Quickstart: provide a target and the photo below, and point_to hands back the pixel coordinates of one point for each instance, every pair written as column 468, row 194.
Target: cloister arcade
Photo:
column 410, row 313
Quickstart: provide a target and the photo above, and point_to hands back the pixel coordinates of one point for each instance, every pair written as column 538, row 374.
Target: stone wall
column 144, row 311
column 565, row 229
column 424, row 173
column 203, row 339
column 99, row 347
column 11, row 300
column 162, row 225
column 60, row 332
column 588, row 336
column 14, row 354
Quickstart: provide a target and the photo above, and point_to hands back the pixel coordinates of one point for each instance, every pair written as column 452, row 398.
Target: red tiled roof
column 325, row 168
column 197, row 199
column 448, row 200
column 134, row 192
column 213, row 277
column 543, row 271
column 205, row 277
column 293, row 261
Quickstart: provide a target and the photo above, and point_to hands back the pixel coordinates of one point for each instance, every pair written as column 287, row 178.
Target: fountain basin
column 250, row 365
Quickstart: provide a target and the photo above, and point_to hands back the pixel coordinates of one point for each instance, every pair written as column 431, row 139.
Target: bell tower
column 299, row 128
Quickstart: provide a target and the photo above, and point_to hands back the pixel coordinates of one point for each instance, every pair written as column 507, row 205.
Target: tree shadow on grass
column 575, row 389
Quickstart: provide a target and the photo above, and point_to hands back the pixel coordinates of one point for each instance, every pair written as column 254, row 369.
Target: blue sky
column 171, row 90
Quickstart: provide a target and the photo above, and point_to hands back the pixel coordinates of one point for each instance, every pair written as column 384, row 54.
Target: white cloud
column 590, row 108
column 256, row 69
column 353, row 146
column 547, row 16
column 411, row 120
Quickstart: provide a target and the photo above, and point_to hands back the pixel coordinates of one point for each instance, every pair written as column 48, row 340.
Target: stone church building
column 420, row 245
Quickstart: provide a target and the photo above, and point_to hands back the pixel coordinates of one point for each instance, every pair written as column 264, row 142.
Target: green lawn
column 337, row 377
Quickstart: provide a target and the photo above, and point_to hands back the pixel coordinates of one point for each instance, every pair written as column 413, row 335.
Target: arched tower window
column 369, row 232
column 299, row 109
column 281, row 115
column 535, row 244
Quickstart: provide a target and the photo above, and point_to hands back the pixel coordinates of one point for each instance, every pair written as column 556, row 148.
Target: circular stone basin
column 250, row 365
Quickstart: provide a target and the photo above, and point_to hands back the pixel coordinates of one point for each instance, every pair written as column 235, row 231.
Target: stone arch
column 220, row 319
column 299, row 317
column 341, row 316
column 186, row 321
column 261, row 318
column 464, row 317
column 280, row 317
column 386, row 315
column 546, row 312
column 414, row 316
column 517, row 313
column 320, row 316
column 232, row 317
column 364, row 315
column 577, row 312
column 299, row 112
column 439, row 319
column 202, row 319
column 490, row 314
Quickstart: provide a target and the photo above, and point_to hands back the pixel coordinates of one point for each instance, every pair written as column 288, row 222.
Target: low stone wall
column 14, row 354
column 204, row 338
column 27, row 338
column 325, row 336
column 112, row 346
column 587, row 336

******************************

* Task requirements
Retype the records above in full. Every word should match.

* Output
Quickstart: provide a target and the photo below, and point_to hands back the pixel coordinates of one point for each instance, every pair written as column 468, row 194.
Target: cloister arcade
Photo:
column 410, row 313
Quickstart: provide a target and the photo above, and point_to hands back the pixel coordinates of one point for each instance, every pair written as column 538, row 374.
Target: stone wall
column 144, row 311
column 565, row 229
column 424, row 173
column 203, row 339
column 99, row 347
column 11, row 300
column 162, row 225
column 60, row 332
column 588, row 336
column 14, row 354
Quickstart: provide a target and the photo above, and point_to hands back the pixel coordinates of one point for each instance, every pair written as column 452, row 398.
Target: red tiled roof
column 325, row 168
column 197, row 199
column 448, row 200
column 134, row 192
column 213, row 277
column 543, row 271
column 205, row 277
column 293, row 261
Quickstart: provide a target and the photo above, and point_to hands back the pixel coordinates of one point for each instance, every pair written as column 287, row 178.
Target: fountain basin
column 250, row 365
Quickstart: provide a target and the photo above, and point_to hands back the pixel coordinates of one point for each instance, every pair written as column 431, row 139.
Target: bell tower
column 299, row 128
Quickstart: provide a target and the photo above, and point_to hands back the pixel coordinates of one point for each instance, every pair written as column 507, row 205.
Target: tree shadow on grass
column 575, row 389
Quickstart: provide a target and the photo above, and point_to hands back the pixel coordinates of one point for each instance, every pair written as column 254, row 369.
Target: blue sky
column 171, row 90
Quickstart: provide a target and the photo above, and point_to hands back the pixel coordinates of one point for each instance, every pair written as column 384, row 54.
Target: white cloud
column 590, row 108
column 256, row 69
column 353, row 146
column 547, row 16
column 411, row 120
Quickstart: provide a target and the photo above, and point_to hands back the pixel coordinates of one point for each instance, every pair written as column 48, row 340.
Target: stone church building
column 420, row 245
Quickstart: provide a target and the photo above, and point_to hands back the pixel coordinates of one point for each instance, every pair written as column 264, row 142.
Target: green lawn
column 337, row 377
Quickstart: provide a target and the photo above, and point_to hands back the pixel coordinates of one point for each instance, every pair written as column 413, row 335.
Target: arched tower window
column 369, row 232
column 299, row 109
column 281, row 115
column 535, row 244
Quickstart: provide a target and the photo above, and point_to hands back the pixel coordinates of one point for each instance, every pair written as column 556, row 148.
Target: circular stone basin
column 250, row 365
Quickstart: provide a target and the photo above, and point_to hands back the pixel coordinates of one point for each instance, every pair written as column 235, row 231.
Target: stone arch
column 220, row 319
column 299, row 317
column 341, row 316
column 186, row 321
column 261, row 318
column 464, row 317
column 280, row 317
column 386, row 315
column 546, row 312
column 414, row 316
column 517, row 313
column 320, row 316
column 232, row 317
column 364, row 315
column 577, row 312
column 299, row 112
column 439, row 319
column 202, row 319
column 490, row 314
Quickstart: provide a target and the photo above, and point_to hands back the pixel coordinates of one point for each instance, every pair written as column 288, row 222.
Target: low stone wall
column 14, row 354
column 204, row 338
column 27, row 338
column 325, row 336
column 112, row 346
column 587, row 336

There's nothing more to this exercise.